**Page excerpt**
In an article published in the January 16 issue of PLoS ONE, Joan B. Company and colleagues at the Institut de Cincies del Mar (CSIC) in Spain describe a mechanism of interaction across ecosystems showing how a climate-driven phenomenon originated in shelf environments controls the biological processes of a deep-sea living resource.
The progressive depletion of world fisheries is one of the key socio-economical issues of the forthcoming century. However, amid this worrying scenario, Companys study demonstrates how a climate-induced phenomenon occurring at a decadal time-scale, such as the formation of dense shelf waters and its subsequent downslope cascading can repeatedly reverse the general trend of overexploitation of a deep-sea living resource.
Strong downslope currents associated with intense cascading events displace the population of the shrimp Aristeus antennatus from the fishing grounds, producing a temporary fishery collapse. However, nutritive particles brought by cascading waters to deep regions cause an enhancement of its recruitment process and an increase of its total landings during the following years.

**Source material**
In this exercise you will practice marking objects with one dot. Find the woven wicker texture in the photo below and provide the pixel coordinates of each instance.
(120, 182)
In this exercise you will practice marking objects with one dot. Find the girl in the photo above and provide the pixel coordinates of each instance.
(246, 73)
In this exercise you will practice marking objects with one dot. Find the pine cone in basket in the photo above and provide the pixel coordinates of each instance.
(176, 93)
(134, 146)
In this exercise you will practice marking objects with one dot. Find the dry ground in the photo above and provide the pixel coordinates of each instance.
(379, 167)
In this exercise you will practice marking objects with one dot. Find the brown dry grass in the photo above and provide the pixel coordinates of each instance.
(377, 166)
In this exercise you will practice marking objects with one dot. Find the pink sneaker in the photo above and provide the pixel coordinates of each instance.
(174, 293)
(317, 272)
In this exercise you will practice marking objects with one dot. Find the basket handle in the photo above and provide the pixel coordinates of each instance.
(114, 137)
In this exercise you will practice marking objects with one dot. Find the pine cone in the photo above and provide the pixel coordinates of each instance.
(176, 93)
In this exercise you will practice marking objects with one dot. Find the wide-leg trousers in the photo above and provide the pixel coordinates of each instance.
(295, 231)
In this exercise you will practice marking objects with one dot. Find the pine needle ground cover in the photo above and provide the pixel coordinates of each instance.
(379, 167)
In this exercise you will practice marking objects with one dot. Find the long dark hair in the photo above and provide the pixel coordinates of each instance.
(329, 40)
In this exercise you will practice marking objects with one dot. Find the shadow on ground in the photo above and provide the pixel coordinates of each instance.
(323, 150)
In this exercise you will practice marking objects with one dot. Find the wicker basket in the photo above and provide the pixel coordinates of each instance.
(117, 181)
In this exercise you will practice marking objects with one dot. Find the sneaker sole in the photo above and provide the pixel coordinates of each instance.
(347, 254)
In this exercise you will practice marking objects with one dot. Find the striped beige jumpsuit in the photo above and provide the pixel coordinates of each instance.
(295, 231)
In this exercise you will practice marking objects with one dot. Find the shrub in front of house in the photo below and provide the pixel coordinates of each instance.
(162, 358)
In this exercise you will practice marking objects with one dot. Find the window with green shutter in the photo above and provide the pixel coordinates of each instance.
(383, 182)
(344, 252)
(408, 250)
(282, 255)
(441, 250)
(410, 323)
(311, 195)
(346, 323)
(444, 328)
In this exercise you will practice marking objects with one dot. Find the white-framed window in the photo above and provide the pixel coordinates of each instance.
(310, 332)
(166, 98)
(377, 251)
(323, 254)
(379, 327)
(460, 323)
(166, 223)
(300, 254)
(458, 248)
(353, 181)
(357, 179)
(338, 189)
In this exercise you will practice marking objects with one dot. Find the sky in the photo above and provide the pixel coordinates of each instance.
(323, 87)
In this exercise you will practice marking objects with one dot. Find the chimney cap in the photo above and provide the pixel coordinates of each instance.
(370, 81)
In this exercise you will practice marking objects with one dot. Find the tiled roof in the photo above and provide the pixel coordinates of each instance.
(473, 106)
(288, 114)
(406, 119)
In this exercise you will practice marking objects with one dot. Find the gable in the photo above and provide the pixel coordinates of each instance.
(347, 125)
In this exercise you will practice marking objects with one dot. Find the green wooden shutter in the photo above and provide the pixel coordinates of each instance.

**Problems to solve**
A: Answer these questions about the passage on shelf-water cascading and the shrimp fishery, marking each answer to match:
(i) In which journal and issue was the article published?
(ii) Which shrimp species do the strong downslope currents displace from the fishing grounds?
(iii) What do cascading waters bring to deep regions that enhances the shrimp's recruitment?
B: Write the next part of the passage on shelf-water cascading and the shrimp fishery, picking up after its final sentence.

**Your written answers**
A:
(i) The January 16 issue of PLoS ONE.
(ii) Aristeus antennatus.
(iii) Nutritive particles.

B:
These new findings resolve the paradox of a long-overexploited fishery that has not collapsed after 70 years of intense deep-sea trawling. The results will have a high socio-economic impact, since this species is the most valuable deep-sea living resource in the Mediterranean Sea. Because the cascading of dense water from continental shelves is a global phenomenon whose effects on biological processes were not considered in the past, it is hypothesized that its influence on deep-sea ecosystems and fisheries worldwide should be more important than previously thought.
In this sense, applying the findings to a global fishery scenario, shelf water cascading sites identified worldwide could be considered as regions favorable for deep-sea demersal fisheries, just as the upwelling zones are considered favorable regions for pelagic fisheries. This paper is particularly timely, since these new results will be of special relevance to the current debate on the shift from shelf to deep-sea fisheries.